● Goal: Repeat the records word for word, starting with the line that contains "Spot the <item>large" and going on through the end of the records. Leave the pictures out of your answer.

-- BEGIN Provided material --

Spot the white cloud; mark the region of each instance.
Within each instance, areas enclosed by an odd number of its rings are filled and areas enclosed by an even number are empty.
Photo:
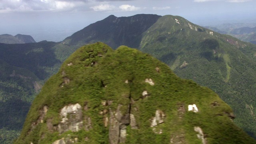
[[[154,10],[165,10],[171,8],[171,7],[170,6],[166,6],[164,7],[153,7],[153,9]]]
[[[55,2],[56,10],[69,9],[76,6],[76,4],[72,2],[56,1]]]
[[[228,0],[228,2],[244,2],[251,1],[251,0]]]
[[[119,8],[122,11],[132,11],[138,10],[140,9],[140,7],[136,7],[134,6],[131,6],[129,4],[123,4],[119,6]]]
[[[112,10],[115,8],[115,6],[108,4],[101,4],[98,6],[90,7],[90,8],[92,8],[95,11],[101,11]]]

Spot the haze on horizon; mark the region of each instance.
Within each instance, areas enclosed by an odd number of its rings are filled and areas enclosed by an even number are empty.
[[[256,22],[253,0],[0,0],[0,34],[60,41],[108,16],[178,15],[201,26]]]

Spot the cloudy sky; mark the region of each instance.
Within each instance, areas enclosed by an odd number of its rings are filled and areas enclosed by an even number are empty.
[[[58,41],[110,15],[178,15],[200,25],[249,20],[255,0],[0,0],[0,34]]]

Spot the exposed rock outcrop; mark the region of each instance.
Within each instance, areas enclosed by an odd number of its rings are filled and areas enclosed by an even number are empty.
[[[202,144],[207,144],[207,142],[206,141],[206,138],[204,137],[204,135],[202,128],[199,126],[195,126],[194,127],[194,130],[198,133],[198,134],[196,134],[196,136],[197,136],[198,138],[202,139]]]
[[[61,110],[60,116],[62,120],[58,125],[60,134],[68,130],[77,132],[83,125],[82,111],[79,104],[66,106]]]
[[[164,112],[161,110],[156,110],[156,116],[151,120],[152,127],[155,127],[162,123],[164,121],[164,120],[166,116]],[[160,129],[158,131],[156,130],[155,128],[153,128],[153,131],[156,134],[161,134],[162,132],[162,130]]]
[[[198,112],[198,109],[195,104],[190,104],[188,106],[188,111],[192,111],[195,112]]]

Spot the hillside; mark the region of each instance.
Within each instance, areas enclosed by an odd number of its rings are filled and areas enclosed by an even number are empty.
[[[19,136],[35,96],[58,69],[56,44],[0,44],[0,144],[10,144]]]
[[[115,28],[113,28],[114,26]],[[127,29],[122,28],[124,27]],[[119,33],[118,36],[115,36]],[[210,88],[234,110],[235,124],[256,138],[256,104],[253,96],[256,86],[255,46],[197,26],[182,17],[152,14],[120,18],[110,16],[60,43],[44,41],[26,44],[0,44],[2,52],[0,59],[9,65],[31,72],[39,79],[38,83],[42,84],[57,72],[61,63],[79,47],[97,41],[105,42],[114,49],[124,44],[138,48],[165,62],[178,76],[192,79]],[[11,75],[12,71],[10,71],[6,76]],[[12,84],[12,81],[15,80],[8,82]],[[11,84],[8,86],[11,88]],[[36,93],[34,88],[29,90]],[[15,95],[19,97],[20,94]],[[27,106],[30,104],[34,96],[34,94],[26,96],[30,100],[29,104],[24,105],[24,110],[28,110]],[[20,102],[21,106],[23,105],[24,101]],[[4,114],[11,115],[15,110]],[[25,116],[24,113],[21,114]],[[23,118],[19,122],[22,124],[25,117],[20,117]],[[10,125],[21,127],[22,124],[16,124],[15,120],[9,122]],[[0,130],[6,132],[4,133],[13,132],[1,123],[0,127],[3,128]]]
[[[18,34],[14,36],[8,34],[0,35],[0,43],[16,44],[32,42],[36,42],[36,41],[32,36],[29,35]]]
[[[75,32],[65,39],[62,43],[82,45],[101,41],[114,48],[121,45],[137,48],[142,33],[160,17],[156,14],[144,14],[119,18],[110,15]]]
[[[45,83],[15,143],[256,143],[230,118],[209,88],[148,54],[98,42]]]
[[[14,37],[18,38],[20,42],[23,44],[36,42],[33,37],[30,35],[18,34]]]
[[[0,35],[0,43],[14,44],[23,44],[23,43],[14,36],[8,34],[4,34]]]

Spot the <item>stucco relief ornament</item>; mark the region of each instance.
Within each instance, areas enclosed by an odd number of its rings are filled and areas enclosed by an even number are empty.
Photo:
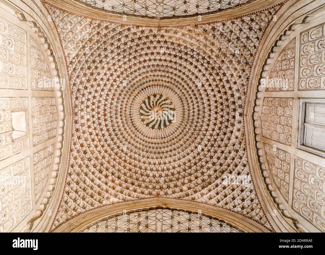
[[[153,94],[142,102],[139,115],[143,124],[152,129],[162,129],[175,119],[175,106],[168,97]]]

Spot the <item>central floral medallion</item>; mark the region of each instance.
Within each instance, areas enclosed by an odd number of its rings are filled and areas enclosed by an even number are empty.
[[[175,105],[167,97],[162,94],[148,96],[142,101],[139,115],[144,124],[152,129],[167,127],[175,120]]]

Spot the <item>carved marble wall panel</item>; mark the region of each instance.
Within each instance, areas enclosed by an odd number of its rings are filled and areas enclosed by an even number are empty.
[[[0,88],[27,89],[26,33],[0,19]]]
[[[300,34],[298,89],[325,89],[325,23]]]
[[[33,145],[55,136],[58,113],[55,98],[32,98]]]
[[[295,160],[292,208],[325,231],[325,168],[298,157]]]
[[[293,104],[292,98],[264,98],[261,115],[264,137],[291,144]]]
[[[32,208],[29,156],[0,170],[0,232],[8,232]]]
[[[292,39],[278,57],[270,75],[266,91],[293,90],[295,39]]]
[[[264,143],[264,150],[268,169],[279,191],[287,203],[289,199],[289,183],[290,179],[290,153]]]
[[[54,90],[51,75],[44,55],[31,38],[31,84],[32,89]]]
[[[51,171],[54,152],[55,144],[47,147],[34,153],[34,181],[35,198],[37,203],[44,190]]]
[[[27,98],[0,98],[0,159],[29,148],[29,140],[26,136],[13,139],[12,119],[12,112],[20,110],[26,111],[28,119],[28,107]]]
[[[239,233],[237,228],[203,214],[176,209],[143,210],[104,218],[88,224],[84,233]]]

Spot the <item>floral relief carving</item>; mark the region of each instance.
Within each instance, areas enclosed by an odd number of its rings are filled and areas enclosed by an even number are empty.
[[[295,159],[292,208],[325,231],[325,168],[301,158]]]
[[[267,144],[264,144],[268,168],[280,192],[288,203],[290,179],[290,153]]]
[[[298,89],[325,89],[325,23],[300,34]]]
[[[8,232],[32,209],[28,156],[0,170],[0,232]]]
[[[0,19],[0,88],[27,89],[26,47],[26,32]]]
[[[293,99],[264,98],[261,115],[262,135],[282,144],[291,144]]]

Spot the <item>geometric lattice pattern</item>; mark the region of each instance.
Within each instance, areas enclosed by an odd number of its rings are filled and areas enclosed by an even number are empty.
[[[76,0],[75,0],[76,1]],[[212,14],[243,4],[247,0],[84,0],[77,2],[102,11],[162,19]]]
[[[241,231],[216,218],[199,212],[176,209],[126,211],[88,224],[79,232],[239,233]]]

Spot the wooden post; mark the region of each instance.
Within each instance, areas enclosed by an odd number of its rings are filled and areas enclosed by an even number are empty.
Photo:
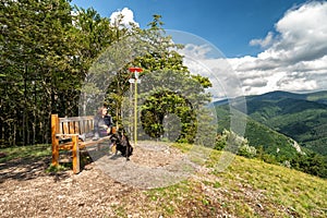
[[[72,136],[72,143],[73,143],[73,172],[78,173],[80,172],[80,149],[78,149],[78,135]]]
[[[58,114],[51,114],[51,148],[52,148],[52,166],[59,165],[59,140],[56,134],[59,133]]]

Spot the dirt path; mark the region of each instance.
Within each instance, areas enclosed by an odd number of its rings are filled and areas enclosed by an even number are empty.
[[[49,158],[1,164],[0,217],[117,217],[113,209],[122,198],[131,198],[133,214],[144,189],[172,184],[196,168],[165,144],[140,144],[130,161],[107,152],[96,155],[78,174],[47,173]]]

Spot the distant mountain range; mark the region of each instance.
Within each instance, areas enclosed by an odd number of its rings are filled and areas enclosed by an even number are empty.
[[[304,149],[327,155],[327,90],[295,94],[271,92],[246,96],[247,124],[245,137],[250,145],[292,156],[296,142]],[[228,100],[215,102],[218,130],[229,128]],[[294,141],[292,141],[292,140]],[[276,155],[276,154],[275,154]]]

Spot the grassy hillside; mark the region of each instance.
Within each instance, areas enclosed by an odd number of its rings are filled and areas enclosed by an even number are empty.
[[[185,144],[174,146],[185,153],[190,149]],[[50,158],[49,147],[36,145],[0,149],[0,153],[7,154],[5,161],[15,158],[16,154],[22,159],[33,158],[36,161],[45,153]],[[219,171],[216,164],[220,157],[220,152],[210,150],[210,158],[198,172],[171,186],[123,189],[119,193],[119,204],[112,202],[108,210],[114,211],[114,217],[326,217],[326,180],[238,156],[226,170]],[[78,179],[87,172],[89,170],[76,177],[71,175],[76,181],[74,186],[86,185],[78,182]],[[33,180],[29,182],[33,183]],[[62,182],[68,183],[66,180]],[[89,183],[87,185],[92,186]],[[96,191],[106,194],[106,189],[108,186],[97,186]],[[73,195],[74,192],[70,193],[71,197]]]

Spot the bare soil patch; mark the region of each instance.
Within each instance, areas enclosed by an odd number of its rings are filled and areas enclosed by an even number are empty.
[[[140,144],[130,161],[106,153],[78,174],[46,172],[50,157],[0,164],[0,217],[119,217],[121,201],[129,198],[136,206],[125,214],[137,217],[144,190],[192,172],[175,168],[186,165],[185,155],[167,145]],[[164,178],[172,181],[162,183]]]

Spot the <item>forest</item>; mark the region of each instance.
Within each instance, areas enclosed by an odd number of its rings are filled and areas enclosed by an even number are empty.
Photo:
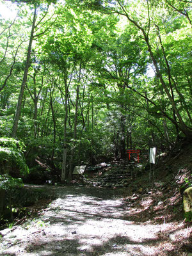
[[[170,211],[180,216],[174,203],[192,184],[191,10],[189,0],[0,0],[0,224],[13,221],[18,205],[22,220],[21,205],[48,200],[24,184],[71,186],[75,166],[101,163],[117,179],[127,149],[141,150],[139,176],[153,147],[159,179],[165,173],[159,185],[176,195]],[[130,205],[148,192],[145,179],[118,184],[132,186]],[[93,252],[85,255],[104,255]],[[79,255],[71,253],[61,255]],[[143,253],[132,255],[157,255]]]
[[[190,1],[1,4],[16,13],[1,19],[2,173],[40,163],[69,181],[76,165],[191,141]]]

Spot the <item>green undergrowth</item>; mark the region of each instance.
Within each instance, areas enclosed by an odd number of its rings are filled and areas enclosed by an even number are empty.
[[[0,174],[24,177],[29,172],[24,156],[24,144],[12,138],[0,138]]]

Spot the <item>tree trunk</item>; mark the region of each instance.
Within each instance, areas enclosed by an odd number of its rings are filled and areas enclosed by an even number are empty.
[[[17,131],[18,127],[18,123],[19,120],[19,117],[21,111],[21,106],[22,106],[22,100],[23,98],[23,94],[26,86],[26,83],[27,81],[28,74],[28,70],[30,65],[30,57],[31,57],[31,51],[32,47],[32,42],[33,40],[34,36],[34,30],[35,30],[35,21],[36,21],[36,6],[35,6],[34,10],[34,14],[33,14],[33,19],[32,22],[32,28],[31,31],[31,35],[29,38],[29,42],[28,49],[28,54],[27,54],[27,59],[26,59],[26,63],[24,70],[24,74],[22,79],[22,82],[20,86],[20,93],[17,101],[17,108],[16,108],[16,112],[15,115],[14,121],[13,121],[13,125],[12,129],[12,137],[15,138],[17,135]]]

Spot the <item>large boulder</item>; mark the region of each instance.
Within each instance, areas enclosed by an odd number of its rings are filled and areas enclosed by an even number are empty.
[[[192,187],[187,188],[183,194],[183,204],[185,218],[187,221],[192,221]]]

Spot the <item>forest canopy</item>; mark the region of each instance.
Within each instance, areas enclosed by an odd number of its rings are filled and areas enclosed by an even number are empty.
[[[0,137],[22,141],[30,170],[65,180],[127,148],[191,140],[190,1],[0,4],[17,13],[0,16]]]

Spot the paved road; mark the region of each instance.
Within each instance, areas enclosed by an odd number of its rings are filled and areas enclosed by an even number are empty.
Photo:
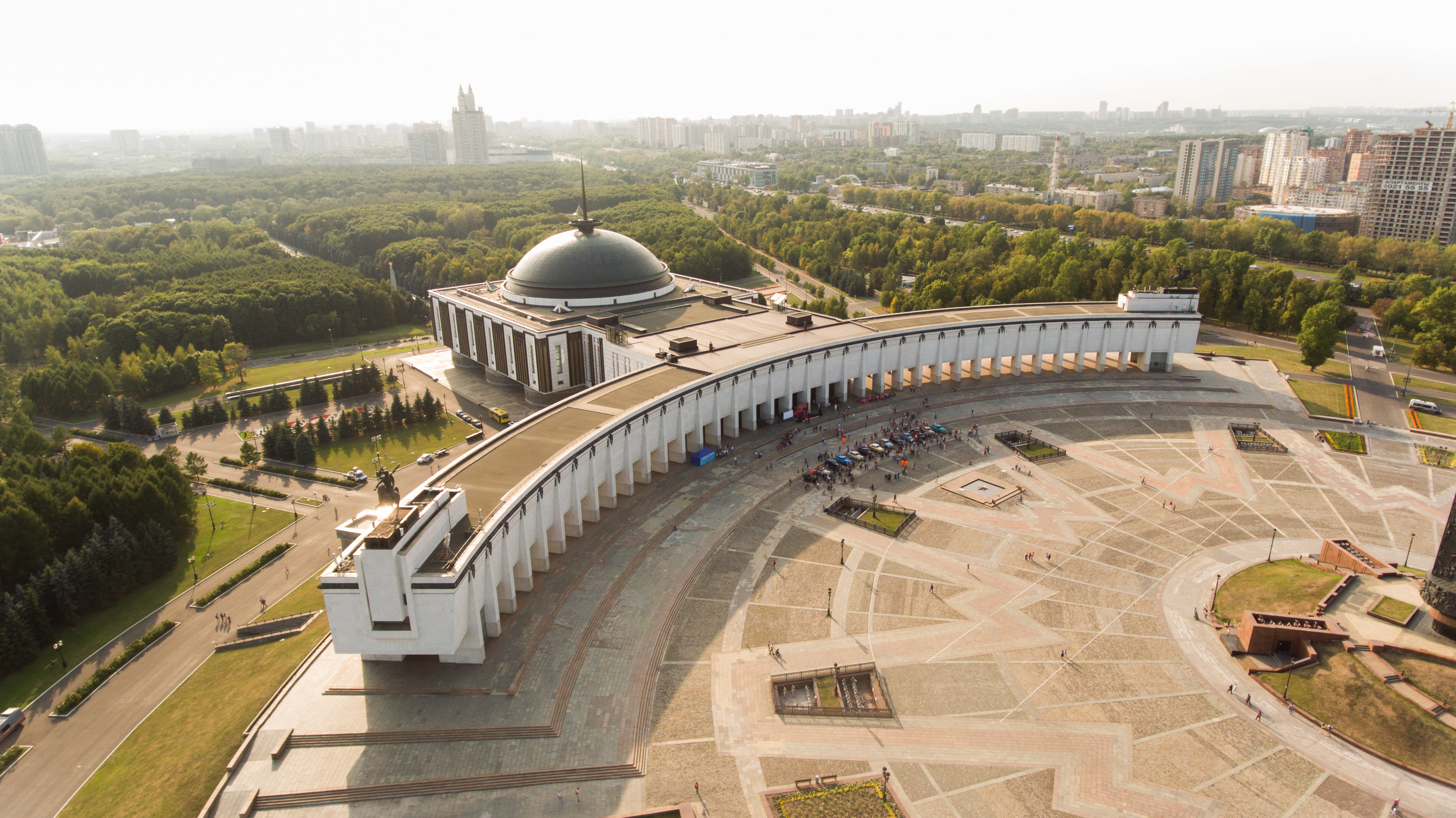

-- END Provided material --

● Solution to this task:
Spot the <item>large boulder</item>; mark the region of each instance.
Within each instance, areas enclosed by an odd number of its rings are filled and areas enclosed by an even number are empty.
[[[192,187],[187,188],[183,194],[183,204],[185,218],[187,221],[192,221]]]

Spot the <item>forest canopy</item>; mark the region of each instance.
Within each instance, areas enclosed by an odd number of its rings are filled and areas enclosed by an even number are empty.
[[[0,137],[22,141],[30,170],[65,180],[127,148],[191,140],[190,1],[0,4],[17,13],[0,16]]]

Spot the paved road; mark the region of each instance.
Within each instance, areas enclosed by an odd number of its rings are filled and areas enclosed by an even number are empty.
Photo:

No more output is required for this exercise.